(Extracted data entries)
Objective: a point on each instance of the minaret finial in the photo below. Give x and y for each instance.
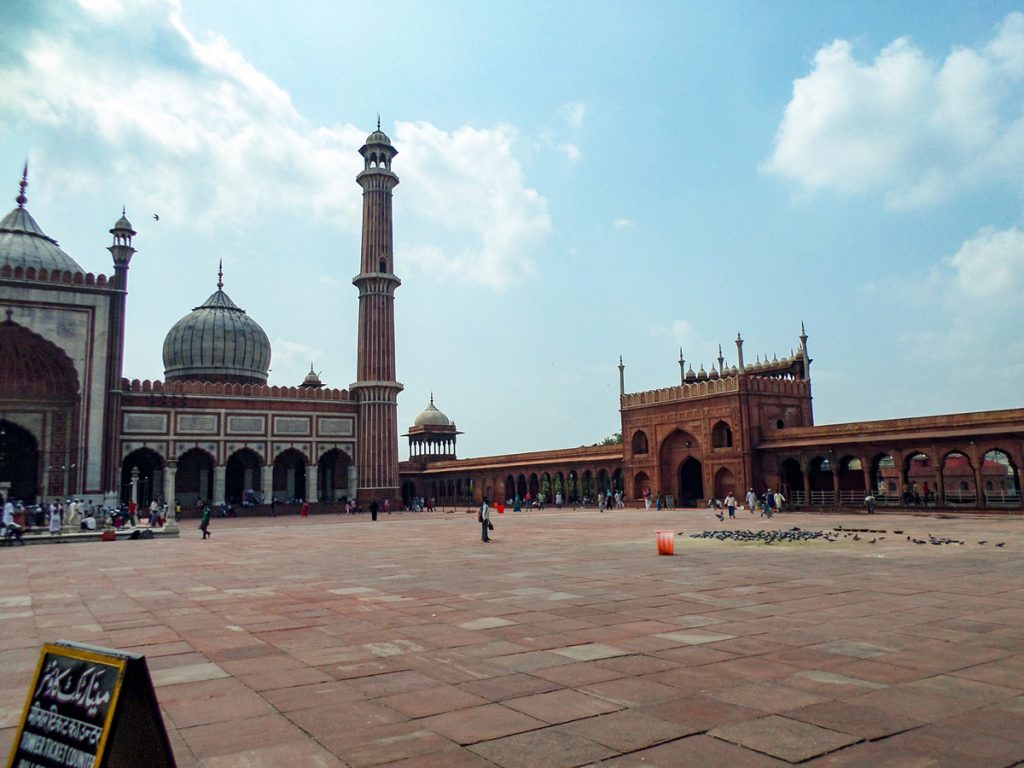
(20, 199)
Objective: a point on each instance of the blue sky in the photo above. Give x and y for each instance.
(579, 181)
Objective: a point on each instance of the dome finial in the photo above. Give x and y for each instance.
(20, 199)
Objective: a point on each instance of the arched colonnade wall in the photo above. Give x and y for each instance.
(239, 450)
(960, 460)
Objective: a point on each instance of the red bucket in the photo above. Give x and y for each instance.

...

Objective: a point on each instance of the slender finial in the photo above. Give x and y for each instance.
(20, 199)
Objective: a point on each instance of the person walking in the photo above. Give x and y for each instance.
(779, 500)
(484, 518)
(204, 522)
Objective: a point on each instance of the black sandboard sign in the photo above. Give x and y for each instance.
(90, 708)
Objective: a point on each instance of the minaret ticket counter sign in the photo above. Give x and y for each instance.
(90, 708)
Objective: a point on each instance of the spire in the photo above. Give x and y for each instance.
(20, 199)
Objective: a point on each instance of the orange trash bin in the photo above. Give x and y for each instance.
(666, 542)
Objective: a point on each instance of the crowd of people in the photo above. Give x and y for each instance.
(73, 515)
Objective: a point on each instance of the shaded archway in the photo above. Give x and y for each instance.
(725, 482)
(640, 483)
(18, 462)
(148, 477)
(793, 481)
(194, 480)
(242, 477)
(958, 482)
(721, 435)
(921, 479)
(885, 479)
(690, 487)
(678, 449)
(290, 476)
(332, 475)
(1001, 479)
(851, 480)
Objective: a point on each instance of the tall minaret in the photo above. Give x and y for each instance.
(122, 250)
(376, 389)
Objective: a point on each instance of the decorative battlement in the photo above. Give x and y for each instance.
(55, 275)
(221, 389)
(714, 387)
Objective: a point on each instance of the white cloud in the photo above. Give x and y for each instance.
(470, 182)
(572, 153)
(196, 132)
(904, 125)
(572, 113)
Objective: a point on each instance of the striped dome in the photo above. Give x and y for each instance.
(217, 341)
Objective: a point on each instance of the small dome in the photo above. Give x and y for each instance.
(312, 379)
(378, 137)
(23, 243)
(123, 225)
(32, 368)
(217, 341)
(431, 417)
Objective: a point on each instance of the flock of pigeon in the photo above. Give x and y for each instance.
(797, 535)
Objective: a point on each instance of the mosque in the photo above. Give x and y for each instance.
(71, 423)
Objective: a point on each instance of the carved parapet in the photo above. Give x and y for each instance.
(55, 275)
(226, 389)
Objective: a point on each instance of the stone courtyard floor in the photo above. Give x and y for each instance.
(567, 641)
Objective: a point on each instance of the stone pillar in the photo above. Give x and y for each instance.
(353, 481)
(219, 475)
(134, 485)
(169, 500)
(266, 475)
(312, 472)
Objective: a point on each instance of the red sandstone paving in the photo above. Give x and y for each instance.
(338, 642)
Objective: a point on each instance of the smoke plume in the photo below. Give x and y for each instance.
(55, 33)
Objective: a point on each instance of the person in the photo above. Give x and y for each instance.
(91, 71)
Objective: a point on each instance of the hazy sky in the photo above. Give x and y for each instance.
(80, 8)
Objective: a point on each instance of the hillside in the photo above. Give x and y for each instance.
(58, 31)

--

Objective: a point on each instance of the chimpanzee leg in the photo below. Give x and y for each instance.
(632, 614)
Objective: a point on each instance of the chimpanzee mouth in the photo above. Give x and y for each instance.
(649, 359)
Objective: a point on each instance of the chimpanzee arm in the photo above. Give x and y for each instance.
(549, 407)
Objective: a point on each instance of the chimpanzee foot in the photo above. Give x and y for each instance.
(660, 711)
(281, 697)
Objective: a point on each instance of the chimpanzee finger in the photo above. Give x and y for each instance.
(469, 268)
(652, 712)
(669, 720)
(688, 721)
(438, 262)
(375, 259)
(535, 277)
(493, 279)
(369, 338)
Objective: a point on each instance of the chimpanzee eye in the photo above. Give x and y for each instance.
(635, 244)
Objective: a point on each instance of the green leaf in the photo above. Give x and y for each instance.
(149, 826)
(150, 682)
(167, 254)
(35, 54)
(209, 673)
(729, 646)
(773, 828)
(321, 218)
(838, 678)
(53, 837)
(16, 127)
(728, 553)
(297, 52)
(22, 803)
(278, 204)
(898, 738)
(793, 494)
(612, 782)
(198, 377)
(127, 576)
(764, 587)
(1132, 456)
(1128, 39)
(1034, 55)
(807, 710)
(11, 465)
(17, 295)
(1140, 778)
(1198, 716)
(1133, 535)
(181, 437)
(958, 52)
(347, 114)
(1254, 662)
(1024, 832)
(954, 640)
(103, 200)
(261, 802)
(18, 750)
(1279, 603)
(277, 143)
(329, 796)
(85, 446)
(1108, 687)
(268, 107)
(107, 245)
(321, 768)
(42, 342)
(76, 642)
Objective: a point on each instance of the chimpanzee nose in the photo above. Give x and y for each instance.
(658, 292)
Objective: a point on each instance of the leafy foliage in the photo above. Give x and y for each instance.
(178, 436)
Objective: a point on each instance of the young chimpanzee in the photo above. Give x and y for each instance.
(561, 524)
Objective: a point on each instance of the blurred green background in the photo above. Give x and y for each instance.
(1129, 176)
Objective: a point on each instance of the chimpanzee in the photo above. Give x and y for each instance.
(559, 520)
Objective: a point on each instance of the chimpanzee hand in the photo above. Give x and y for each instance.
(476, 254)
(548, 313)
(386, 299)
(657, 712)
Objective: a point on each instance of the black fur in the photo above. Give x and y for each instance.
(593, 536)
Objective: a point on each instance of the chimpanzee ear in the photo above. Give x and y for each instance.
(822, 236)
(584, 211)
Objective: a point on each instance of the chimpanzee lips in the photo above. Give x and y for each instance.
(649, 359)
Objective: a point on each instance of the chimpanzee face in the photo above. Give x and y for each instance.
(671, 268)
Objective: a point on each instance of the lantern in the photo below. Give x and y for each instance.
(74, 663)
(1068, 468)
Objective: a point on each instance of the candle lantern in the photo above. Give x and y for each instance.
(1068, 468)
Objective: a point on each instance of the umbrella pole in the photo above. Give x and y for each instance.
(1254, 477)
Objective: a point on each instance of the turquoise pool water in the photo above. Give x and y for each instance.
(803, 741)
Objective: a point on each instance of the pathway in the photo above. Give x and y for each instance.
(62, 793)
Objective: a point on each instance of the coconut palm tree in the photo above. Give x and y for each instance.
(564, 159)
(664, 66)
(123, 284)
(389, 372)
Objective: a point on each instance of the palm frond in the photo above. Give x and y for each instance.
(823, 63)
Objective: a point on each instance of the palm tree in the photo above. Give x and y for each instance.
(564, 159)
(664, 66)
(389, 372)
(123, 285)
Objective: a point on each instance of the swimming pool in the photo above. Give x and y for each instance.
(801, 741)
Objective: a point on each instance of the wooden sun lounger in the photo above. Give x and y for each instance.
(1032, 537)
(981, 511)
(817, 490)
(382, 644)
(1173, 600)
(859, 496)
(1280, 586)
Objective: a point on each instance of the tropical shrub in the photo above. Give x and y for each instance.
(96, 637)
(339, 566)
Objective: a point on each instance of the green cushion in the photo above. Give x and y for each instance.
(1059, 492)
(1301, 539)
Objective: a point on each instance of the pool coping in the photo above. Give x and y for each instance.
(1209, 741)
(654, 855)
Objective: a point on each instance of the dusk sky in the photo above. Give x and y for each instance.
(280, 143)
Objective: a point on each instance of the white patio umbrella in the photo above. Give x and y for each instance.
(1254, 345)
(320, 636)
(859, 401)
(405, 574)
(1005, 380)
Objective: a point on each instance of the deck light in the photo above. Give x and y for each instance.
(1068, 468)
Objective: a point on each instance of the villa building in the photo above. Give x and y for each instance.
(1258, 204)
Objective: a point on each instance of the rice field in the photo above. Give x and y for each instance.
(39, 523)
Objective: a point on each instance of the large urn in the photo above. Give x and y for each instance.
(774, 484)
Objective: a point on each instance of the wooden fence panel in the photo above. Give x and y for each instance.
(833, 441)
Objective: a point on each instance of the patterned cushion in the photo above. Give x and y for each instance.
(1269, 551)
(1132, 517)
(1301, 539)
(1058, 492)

### [Description of the task]
A clean copy is needed of the lines above from the one with "Objective: a point on each instance of the minaret finial" up to and including the one with "Objective: a point on each instance of the red bucket". Please set it down exactly, with no pictures.

### [Expected answer]
Objective: a point on each instance of the minaret finial in the photo below. Give x and y for each instance.
(20, 199)
Objective: a point on each instance of the blue sky in the photo above. Give x and y for each instance.
(579, 181)
Objective: a point on each instance of the dome finial in the photo above. Give x and y for each instance.
(20, 199)
Objective: a point on each instance of the arched colonnade wall in the photo above. Give x and y for each instance.
(239, 450)
(960, 460)
Objective: a point on each instance of the red bucket in the photo above. Give x and y for each instance.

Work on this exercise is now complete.